- _Exercise aim_: Scan the records for the line containing "glass in the photo above."; extract it and all later lines, verbatim, through the end, and nothing before it.

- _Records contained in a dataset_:

· · · · ·

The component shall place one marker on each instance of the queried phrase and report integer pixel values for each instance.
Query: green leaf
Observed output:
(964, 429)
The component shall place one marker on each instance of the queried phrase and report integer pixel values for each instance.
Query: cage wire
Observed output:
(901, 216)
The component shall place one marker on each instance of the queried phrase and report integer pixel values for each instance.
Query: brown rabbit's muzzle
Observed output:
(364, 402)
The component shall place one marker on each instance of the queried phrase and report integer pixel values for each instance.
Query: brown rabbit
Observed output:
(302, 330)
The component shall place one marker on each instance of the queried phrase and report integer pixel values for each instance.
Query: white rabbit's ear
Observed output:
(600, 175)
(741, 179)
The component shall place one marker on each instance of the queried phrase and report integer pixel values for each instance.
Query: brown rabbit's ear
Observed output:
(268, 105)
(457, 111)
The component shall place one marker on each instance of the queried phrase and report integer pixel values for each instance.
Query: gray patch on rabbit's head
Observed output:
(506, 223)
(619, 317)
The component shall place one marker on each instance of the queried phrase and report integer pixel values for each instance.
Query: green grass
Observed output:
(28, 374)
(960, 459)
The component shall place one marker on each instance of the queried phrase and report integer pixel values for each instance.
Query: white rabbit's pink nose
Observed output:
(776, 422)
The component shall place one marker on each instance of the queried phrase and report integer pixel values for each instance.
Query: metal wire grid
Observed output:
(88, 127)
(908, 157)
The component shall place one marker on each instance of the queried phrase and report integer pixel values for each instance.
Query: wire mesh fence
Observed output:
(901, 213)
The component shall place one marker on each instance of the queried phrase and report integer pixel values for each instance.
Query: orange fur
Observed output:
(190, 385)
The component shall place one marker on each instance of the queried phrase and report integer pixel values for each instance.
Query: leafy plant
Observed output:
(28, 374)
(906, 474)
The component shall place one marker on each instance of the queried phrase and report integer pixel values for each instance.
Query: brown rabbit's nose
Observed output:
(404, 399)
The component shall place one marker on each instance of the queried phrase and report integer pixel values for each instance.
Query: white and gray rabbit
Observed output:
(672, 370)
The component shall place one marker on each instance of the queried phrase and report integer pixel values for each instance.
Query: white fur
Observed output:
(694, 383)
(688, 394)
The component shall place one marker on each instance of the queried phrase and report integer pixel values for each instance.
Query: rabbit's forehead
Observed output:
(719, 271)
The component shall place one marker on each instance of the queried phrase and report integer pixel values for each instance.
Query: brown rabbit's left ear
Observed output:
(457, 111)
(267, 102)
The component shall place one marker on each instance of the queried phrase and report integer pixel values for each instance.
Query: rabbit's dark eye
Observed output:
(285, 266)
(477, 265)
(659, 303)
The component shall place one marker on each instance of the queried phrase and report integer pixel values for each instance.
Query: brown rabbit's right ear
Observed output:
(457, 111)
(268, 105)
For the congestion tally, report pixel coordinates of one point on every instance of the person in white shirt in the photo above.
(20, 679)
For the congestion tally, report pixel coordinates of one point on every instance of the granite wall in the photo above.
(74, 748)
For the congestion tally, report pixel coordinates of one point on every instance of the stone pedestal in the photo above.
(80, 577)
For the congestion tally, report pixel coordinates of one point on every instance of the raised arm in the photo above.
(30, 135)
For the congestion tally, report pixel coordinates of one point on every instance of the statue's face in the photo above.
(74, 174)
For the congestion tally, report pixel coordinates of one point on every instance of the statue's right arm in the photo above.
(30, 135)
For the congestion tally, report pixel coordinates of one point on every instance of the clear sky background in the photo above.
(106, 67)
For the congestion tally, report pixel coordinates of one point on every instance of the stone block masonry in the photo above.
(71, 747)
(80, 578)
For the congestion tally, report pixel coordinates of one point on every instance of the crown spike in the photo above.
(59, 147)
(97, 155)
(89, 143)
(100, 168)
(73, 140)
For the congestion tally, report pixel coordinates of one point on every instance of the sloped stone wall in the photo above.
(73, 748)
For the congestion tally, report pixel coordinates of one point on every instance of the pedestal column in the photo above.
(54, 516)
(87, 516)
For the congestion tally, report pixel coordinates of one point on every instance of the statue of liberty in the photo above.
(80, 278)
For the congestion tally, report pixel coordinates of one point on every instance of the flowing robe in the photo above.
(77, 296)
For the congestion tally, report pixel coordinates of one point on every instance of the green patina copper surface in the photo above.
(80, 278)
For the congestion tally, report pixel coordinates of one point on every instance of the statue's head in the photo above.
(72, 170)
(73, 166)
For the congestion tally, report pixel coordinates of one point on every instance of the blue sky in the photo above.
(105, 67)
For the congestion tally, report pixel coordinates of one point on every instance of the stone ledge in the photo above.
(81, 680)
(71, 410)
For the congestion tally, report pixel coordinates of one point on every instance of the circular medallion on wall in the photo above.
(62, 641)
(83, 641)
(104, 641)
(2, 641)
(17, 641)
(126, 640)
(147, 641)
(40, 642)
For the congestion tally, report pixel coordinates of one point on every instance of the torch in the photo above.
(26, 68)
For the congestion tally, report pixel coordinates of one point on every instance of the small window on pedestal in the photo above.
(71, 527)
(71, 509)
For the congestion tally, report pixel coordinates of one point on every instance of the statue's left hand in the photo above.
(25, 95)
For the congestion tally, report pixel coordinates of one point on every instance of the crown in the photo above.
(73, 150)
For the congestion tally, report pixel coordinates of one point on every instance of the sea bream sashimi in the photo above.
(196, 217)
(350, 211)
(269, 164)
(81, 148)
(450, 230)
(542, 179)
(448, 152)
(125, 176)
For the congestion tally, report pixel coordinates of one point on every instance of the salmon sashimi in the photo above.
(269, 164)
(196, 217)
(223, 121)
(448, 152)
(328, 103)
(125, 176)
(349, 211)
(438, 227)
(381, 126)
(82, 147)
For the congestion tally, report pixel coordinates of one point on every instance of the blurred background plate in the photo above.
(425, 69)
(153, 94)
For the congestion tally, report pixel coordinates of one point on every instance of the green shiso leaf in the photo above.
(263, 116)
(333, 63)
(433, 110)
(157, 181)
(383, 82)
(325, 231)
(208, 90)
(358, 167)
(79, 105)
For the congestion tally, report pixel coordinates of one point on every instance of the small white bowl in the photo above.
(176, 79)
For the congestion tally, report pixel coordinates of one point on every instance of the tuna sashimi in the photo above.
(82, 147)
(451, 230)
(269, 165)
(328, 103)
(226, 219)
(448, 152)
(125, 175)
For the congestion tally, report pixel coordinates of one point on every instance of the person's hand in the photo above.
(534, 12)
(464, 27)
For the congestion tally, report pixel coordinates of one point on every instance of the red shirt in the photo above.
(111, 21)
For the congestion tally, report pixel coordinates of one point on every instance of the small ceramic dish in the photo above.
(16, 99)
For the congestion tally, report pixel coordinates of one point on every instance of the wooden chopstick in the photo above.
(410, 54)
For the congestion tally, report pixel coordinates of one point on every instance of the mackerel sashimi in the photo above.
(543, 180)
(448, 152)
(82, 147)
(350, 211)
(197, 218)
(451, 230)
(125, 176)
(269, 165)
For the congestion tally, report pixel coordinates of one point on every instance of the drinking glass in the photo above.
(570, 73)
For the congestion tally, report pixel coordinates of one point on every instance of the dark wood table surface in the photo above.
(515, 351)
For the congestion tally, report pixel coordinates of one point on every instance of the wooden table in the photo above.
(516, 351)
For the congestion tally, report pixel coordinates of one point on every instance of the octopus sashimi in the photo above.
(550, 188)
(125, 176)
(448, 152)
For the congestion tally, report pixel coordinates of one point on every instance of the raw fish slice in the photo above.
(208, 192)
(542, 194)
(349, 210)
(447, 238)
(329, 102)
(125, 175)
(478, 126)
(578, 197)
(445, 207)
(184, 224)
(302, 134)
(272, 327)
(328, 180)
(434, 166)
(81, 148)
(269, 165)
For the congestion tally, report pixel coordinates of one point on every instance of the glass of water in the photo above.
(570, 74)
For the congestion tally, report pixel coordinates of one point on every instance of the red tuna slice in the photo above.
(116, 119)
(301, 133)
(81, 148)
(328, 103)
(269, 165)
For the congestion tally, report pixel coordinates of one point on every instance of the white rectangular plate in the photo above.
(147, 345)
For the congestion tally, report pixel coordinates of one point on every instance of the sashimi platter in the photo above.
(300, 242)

· · · · ·

- _Output for this task_:
For the congestion tally, report pixel coordinates of one point on every instance of the drinking glass in the photo above.
(570, 73)
For the congestion tally, report pixel coordinates of one point on every instance of the dark wood table surface in the photo above.
(515, 351)
For the congestion tally, report pixel coordinates of one point on every instance of the wooden table in the photo above.
(516, 351)
For the congestion tally, report pixel coordinates of one point on every instance of the octopus sashimi in the photo above.
(550, 188)
(125, 176)
(448, 152)
For the congestion tally, report pixel coordinates of one point on every instance of the raw fish slice in the photo above.
(208, 192)
(542, 194)
(349, 210)
(447, 238)
(329, 102)
(125, 175)
(478, 126)
(578, 197)
(445, 207)
(184, 224)
(302, 134)
(272, 327)
(328, 180)
(434, 166)
(81, 148)
(269, 165)
For the congestion tally, report pixel coordinates of one point on every instance of the glass of water in the photo above.
(570, 74)
For the congestion tally, report pixel coordinates of one point on every instance of the red tuna slice in the photo above.
(116, 119)
(301, 133)
(81, 148)
(328, 103)
(269, 165)
For the congestion tally, report pixel coordinates of one point on every instance of the white rectangular plate in the photo above.
(147, 345)
For the congestion tally, report pixel coordinates of one point on every instance of the sashimi platter in the photo above.
(300, 242)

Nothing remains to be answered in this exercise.